**EXERCISE AIM:**
Start at the line containing "Localize any street" and end with the line containing "[0,424,1280,720]". Rewrite those items with "Localize" swapped for "Find", leaving everything else unchanged and leaving out the pictures.

**ROWS:**
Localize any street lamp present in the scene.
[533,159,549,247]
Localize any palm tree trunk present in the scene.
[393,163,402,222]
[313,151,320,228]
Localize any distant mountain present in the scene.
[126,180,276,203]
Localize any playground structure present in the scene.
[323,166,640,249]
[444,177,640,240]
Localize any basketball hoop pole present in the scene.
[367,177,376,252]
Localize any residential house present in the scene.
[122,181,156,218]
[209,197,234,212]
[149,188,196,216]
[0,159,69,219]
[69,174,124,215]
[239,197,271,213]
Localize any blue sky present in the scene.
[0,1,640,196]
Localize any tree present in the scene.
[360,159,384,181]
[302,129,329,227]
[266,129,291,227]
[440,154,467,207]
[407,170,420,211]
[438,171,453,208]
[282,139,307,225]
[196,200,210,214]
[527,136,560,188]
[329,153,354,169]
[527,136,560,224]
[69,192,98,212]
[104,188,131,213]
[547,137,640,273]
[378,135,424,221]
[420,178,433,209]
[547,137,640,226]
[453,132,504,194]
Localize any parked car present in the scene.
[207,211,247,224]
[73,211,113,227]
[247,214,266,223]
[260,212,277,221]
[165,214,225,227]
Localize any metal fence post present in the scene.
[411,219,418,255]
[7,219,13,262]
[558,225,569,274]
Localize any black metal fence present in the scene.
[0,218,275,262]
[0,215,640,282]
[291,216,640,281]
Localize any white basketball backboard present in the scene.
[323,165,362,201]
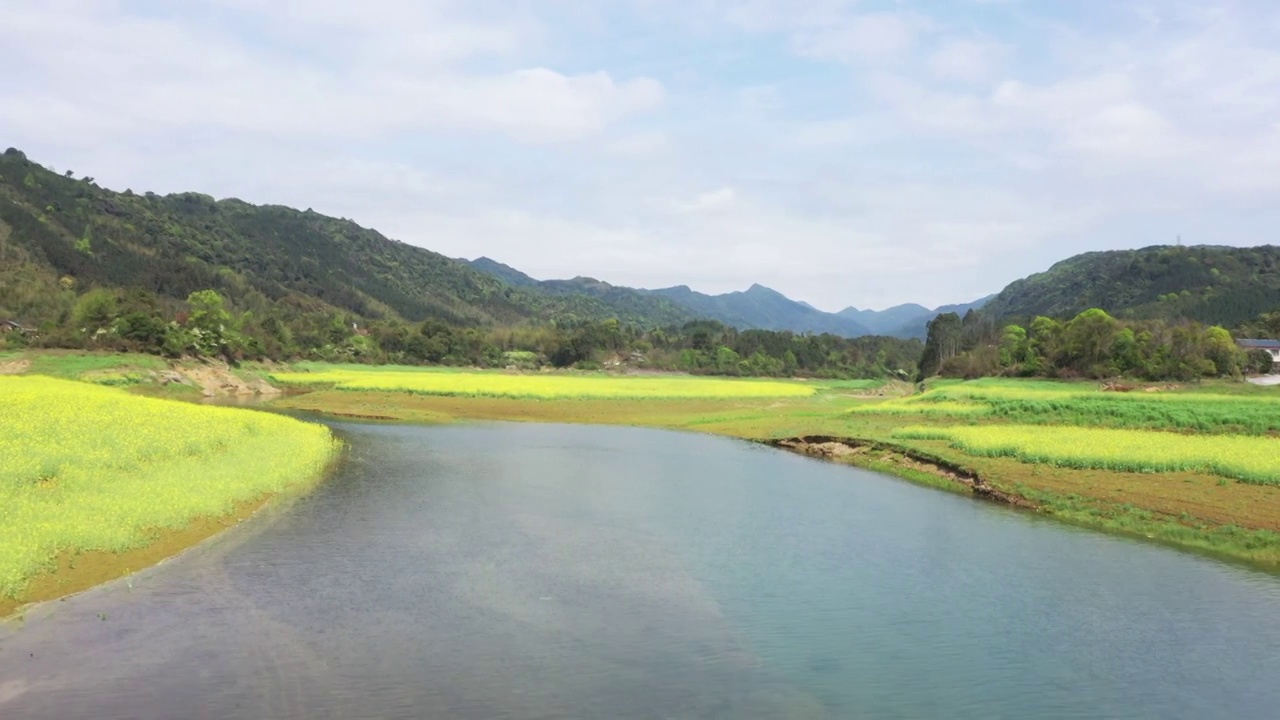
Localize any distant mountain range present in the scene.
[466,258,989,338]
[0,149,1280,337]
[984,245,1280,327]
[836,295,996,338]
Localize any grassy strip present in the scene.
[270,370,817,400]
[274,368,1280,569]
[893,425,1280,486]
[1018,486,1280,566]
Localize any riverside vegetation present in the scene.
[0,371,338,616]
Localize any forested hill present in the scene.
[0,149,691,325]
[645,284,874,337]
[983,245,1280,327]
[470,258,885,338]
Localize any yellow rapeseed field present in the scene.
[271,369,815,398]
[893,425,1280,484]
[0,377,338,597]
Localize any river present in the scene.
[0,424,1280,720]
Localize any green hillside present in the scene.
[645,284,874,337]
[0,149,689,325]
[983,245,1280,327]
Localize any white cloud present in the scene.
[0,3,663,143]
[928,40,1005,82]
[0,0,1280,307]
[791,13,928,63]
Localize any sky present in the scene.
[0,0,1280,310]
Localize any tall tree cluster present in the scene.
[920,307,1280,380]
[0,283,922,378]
---
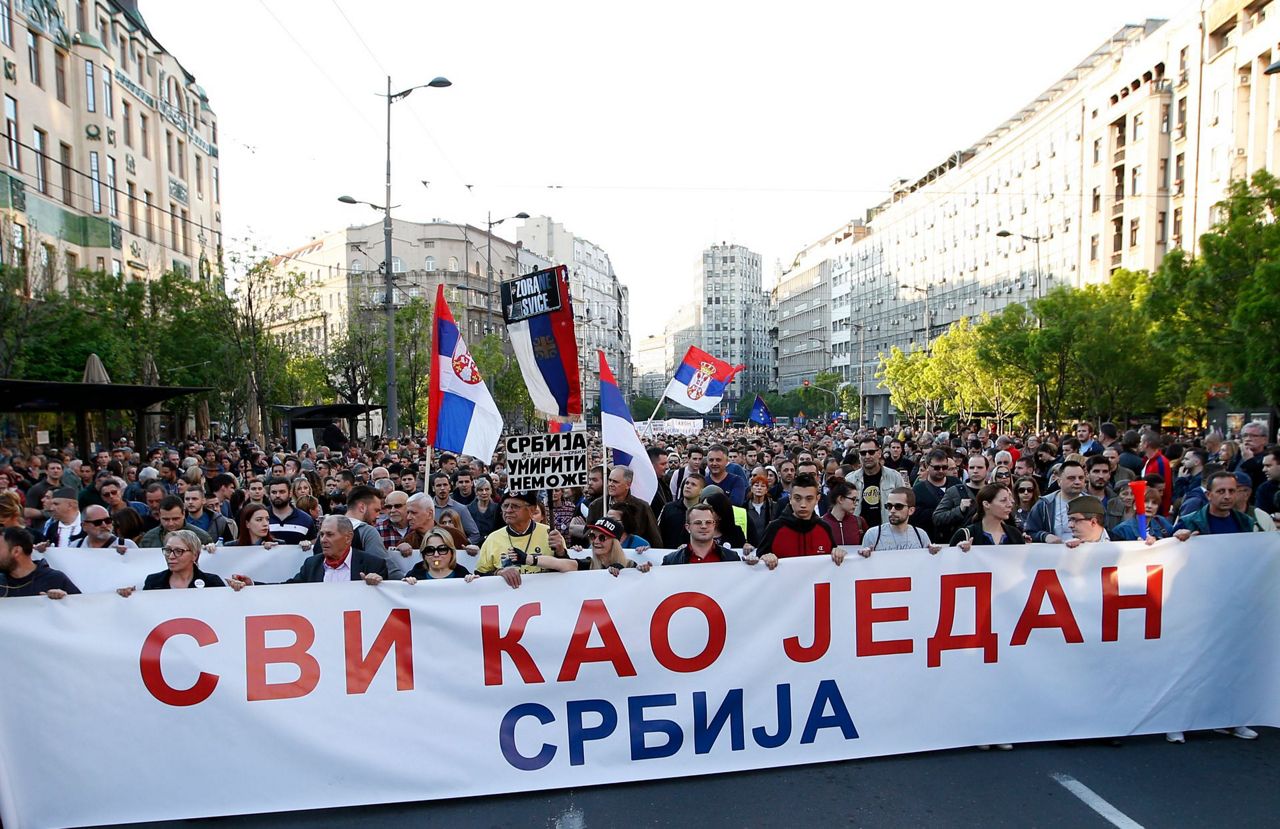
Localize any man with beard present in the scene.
==
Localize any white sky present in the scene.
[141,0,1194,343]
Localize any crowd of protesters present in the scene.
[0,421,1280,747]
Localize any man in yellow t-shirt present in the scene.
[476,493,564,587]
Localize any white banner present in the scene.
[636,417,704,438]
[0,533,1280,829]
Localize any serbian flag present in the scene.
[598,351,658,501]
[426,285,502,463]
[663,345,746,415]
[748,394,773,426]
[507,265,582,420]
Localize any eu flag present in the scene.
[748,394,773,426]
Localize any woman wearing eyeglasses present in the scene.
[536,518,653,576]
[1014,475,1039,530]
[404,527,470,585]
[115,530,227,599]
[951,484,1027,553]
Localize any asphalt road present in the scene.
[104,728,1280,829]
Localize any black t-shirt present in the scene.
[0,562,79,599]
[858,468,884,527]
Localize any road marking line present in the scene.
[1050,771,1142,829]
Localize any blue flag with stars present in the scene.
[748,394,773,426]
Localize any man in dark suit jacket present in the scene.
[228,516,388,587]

**RESPONSE FOR THIS EXERCISE:**
Find any street lamp present in the scene.
[533,159,549,247]
Find any palm tree trunk present in the scene.
[393,163,402,222]
[313,151,320,228]
Find any distant mountain present in the scene.
[126,180,276,203]
Find any playground structure present in the scene.
[323,166,640,249]
[444,177,640,240]
Find any basketball hoop pole present in the scene.
[367,177,376,252]
Find any residential house present in the scene.
[122,181,156,218]
[209,197,234,212]
[149,188,196,216]
[0,159,69,219]
[69,174,124,215]
[239,197,271,213]
Find any blue sky present in the scene.
[0,1,640,196]
Find any tree present in the scene.
[360,159,384,181]
[302,129,329,227]
[266,129,291,227]
[440,154,467,207]
[407,170,420,211]
[438,171,453,208]
[282,139,307,225]
[196,200,210,214]
[527,136,560,188]
[329,153,354,169]
[527,136,560,224]
[69,192,98,212]
[104,188,131,213]
[547,137,640,273]
[378,135,424,221]
[420,178,433,209]
[547,137,640,226]
[453,132,504,194]
Find any parked car present in the scene.
[207,211,247,224]
[73,211,113,227]
[247,214,266,223]
[260,212,277,221]
[165,214,225,227]
Find any metal fence post present in the scene.
[411,219,418,255]
[7,219,13,262]
[558,225,569,274]
Find any black metal fence present in the scene.
[0,218,275,262]
[0,215,640,282]
[291,216,640,281]
Find any white basketball backboard present in the scene.
[323,165,362,201]
Find any distant mountain range present in the scene.
[466,258,989,338]
[0,149,1280,337]
[984,245,1280,327]
[836,295,996,338]
Find any grassy strip present in the scene.
[270,370,817,400]
[274,368,1280,569]
[893,425,1280,486]
[1018,486,1280,566]
Find any riverside vegetation present in the scene.
[0,371,338,616]
Find any forested hill present in the scene.
[0,149,691,325]
[645,284,874,337]
[983,245,1280,327]
[470,258,885,338]
Find any yellow rapeseed field present in the scene.
[271,369,815,398]
[893,425,1280,484]
[0,377,338,597]
Find any river present in the scene.
[0,424,1280,720]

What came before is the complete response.